- EXERCISE TASKS
(1) Using the passage on the ICMR centres of excellence, list every institution named as a site where these centres have been set up.
(2) Pick up the passage on the ICMR centres at the IITs after its final sentence and write its next part.

- GIVEN PASSAGE
---*---
The ICMR-DHR centres of excellence have been set up at IIT Bombay, IIT Guwahati, IIT Hyderabad, IIT Kanpur, IIT Kharagpur and IIT Madras. “The setting-up of the ‘ICMR at IITs’ will bridge the gap in technology development and commercialisation cycle for a larger public health impact. The medical device sector in India is valued at USD 7-8 billion and is expected to grow to USD 50 billion by 2025 according to industry estimates,” shared ICMR in an official statement.
According to the ICMR, the philosophy behind the scheme is to develop “more for less for more” to ensure wider product outreach with a mandate to promote ‘Global Affordable Need-Driven Healthcare Innovation’ (GANDHI). This will have a significant impact on improving access to affordable quality healthcare, particularly for middle and lower-income segments of India, it underlined.
While technology has been enabling rapid transformation across the healthcare spectrum, diagnostics too has benefitted from the rapid advancements in technology adoption. Experts believe that automation in this sector should aim at minimizing the waste of valuable man hours in doing repetitive, clerical jobs and utilize them for more supervisory and delicate tasks which essentially demand human judgment, intervention and common sense.
---*---
Natural-language object grounding data:
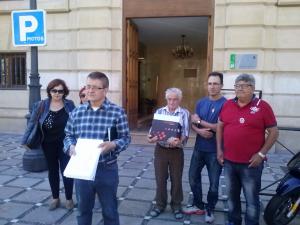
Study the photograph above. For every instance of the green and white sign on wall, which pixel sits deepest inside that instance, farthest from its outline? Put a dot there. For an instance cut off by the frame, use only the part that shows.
(243, 61)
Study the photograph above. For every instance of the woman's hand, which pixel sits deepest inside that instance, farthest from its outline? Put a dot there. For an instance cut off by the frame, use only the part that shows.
(152, 139)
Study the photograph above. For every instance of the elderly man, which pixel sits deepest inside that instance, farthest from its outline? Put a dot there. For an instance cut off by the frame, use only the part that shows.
(242, 147)
(169, 157)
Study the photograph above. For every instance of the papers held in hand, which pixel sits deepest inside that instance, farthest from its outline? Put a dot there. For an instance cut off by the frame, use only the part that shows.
(165, 126)
(84, 164)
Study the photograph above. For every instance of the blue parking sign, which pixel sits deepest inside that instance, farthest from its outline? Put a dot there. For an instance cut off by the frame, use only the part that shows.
(29, 27)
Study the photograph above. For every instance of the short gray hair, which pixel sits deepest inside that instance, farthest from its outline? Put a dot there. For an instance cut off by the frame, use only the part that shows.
(176, 91)
(249, 78)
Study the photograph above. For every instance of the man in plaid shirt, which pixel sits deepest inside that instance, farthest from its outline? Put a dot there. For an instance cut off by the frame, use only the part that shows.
(98, 119)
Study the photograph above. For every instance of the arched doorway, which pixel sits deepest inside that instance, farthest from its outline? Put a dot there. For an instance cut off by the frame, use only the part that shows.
(151, 29)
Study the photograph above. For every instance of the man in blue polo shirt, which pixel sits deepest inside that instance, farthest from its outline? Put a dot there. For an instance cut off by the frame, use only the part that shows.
(204, 123)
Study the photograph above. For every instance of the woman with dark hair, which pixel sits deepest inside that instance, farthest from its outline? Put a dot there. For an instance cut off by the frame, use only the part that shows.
(82, 95)
(52, 121)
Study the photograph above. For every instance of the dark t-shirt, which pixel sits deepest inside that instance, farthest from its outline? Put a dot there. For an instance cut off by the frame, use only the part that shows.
(54, 125)
(208, 110)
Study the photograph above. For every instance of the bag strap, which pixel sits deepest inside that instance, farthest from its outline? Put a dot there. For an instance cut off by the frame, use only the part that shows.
(40, 110)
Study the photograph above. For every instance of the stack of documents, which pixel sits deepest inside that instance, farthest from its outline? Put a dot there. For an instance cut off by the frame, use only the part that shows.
(84, 164)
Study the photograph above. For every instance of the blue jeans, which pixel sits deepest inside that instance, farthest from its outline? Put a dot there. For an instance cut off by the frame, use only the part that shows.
(238, 176)
(198, 161)
(105, 185)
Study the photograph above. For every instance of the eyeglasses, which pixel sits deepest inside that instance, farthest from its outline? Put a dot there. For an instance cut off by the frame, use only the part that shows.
(54, 91)
(88, 87)
(242, 86)
(213, 84)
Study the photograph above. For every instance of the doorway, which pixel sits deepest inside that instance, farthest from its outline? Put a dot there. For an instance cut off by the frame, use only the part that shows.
(148, 61)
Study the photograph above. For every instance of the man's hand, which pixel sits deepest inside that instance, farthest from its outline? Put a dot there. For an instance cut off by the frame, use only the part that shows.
(107, 146)
(173, 142)
(152, 139)
(72, 150)
(255, 160)
(205, 133)
(195, 118)
(220, 157)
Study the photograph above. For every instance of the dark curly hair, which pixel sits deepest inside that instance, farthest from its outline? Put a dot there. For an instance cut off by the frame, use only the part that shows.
(55, 83)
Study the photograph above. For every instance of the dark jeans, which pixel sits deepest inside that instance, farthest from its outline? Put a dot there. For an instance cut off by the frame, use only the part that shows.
(57, 159)
(238, 176)
(198, 161)
(105, 185)
(168, 161)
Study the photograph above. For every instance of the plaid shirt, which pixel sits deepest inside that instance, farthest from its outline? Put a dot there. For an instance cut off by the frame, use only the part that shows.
(84, 122)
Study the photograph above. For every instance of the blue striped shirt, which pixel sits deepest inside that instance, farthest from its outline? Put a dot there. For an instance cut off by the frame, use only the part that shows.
(184, 121)
(84, 122)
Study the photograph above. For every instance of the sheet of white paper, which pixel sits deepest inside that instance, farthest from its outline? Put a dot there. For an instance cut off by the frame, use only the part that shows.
(84, 164)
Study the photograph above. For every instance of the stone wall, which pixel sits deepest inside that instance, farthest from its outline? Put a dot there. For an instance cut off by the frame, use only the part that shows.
(270, 29)
(82, 36)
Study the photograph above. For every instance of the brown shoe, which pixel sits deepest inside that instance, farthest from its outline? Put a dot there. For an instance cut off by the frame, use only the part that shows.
(54, 204)
(69, 204)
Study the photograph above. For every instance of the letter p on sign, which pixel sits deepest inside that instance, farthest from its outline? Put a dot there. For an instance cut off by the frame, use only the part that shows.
(29, 28)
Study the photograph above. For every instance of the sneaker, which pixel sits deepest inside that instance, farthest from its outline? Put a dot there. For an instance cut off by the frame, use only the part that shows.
(69, 204)
(192, 209)
(54, 204)
(155, 212)
(178, 214)
(209, 216)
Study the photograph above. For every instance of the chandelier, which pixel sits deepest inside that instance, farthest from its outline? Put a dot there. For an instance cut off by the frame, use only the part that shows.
(183, 50)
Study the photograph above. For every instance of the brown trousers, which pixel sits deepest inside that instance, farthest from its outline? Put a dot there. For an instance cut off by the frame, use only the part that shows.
(168, 161)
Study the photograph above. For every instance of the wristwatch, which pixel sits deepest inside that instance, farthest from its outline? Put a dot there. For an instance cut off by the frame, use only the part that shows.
(263, 156)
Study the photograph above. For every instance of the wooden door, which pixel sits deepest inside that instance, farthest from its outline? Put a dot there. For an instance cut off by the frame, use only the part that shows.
(132, 73)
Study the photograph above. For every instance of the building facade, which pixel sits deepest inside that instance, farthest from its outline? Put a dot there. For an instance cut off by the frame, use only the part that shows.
(114, 36)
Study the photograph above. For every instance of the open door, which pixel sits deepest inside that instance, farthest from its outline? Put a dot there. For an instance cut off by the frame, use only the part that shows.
(132, 73)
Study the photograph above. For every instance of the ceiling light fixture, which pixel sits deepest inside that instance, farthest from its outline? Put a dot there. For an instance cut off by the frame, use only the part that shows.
(183, 50)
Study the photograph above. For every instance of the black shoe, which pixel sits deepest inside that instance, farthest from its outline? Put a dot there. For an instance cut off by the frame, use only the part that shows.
(155, 212)
(178, 214)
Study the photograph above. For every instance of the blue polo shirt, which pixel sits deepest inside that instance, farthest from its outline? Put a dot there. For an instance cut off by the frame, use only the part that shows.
(208, 110)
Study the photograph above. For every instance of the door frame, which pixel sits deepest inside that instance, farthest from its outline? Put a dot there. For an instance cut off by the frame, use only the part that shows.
(167, 8)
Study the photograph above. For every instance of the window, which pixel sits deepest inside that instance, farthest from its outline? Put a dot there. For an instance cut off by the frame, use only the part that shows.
(13, 70)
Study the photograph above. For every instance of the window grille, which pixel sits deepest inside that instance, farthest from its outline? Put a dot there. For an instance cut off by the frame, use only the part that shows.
(13, 70)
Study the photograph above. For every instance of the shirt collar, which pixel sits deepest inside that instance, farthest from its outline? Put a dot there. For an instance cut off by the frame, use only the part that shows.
(104, 106)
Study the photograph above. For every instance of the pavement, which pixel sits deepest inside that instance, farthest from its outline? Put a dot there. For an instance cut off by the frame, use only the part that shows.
(25, 196)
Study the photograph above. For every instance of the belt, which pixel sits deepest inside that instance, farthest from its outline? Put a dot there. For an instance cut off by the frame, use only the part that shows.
(170, 148)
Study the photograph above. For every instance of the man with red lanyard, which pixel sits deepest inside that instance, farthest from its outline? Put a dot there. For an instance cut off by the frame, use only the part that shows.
(242, 147)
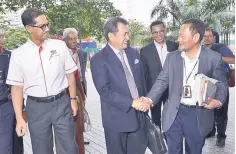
---*---
- RESULTS FOR THE EXERCISE
(1) IIT Bombay, IIT Guwahati, IIT Hyderabad, IIT Kanpur, IIT Kharagpur, IIT Madras

(2)
“The large corporate chains and even standalone laboratories in urban areas have already adopted automation to a large extent with high throughput modern automated analyzers interfaced with laboratory information system (LIS). Many are taking advantage of integrated systems whereas some of them have already introduced TTA (Task-targeted automation) and are even exploring the option of commissioning TLA system (total lab automation). However, the picture is not so bright everywhere, especially in rural areas and small towns where laboratory diagnosis is still largely dependent on mostly manual, time consuming activities with high chance of imprecision. The initial investment and the running cost for automation is currently a setback for such small laboratories to adopt automation,” shared Dr. Bannerjee.
While technology has been enabling rapid transformation across the healthcare spectrum, diagnostics too has benefitted from the rapid advancements in technology adoption.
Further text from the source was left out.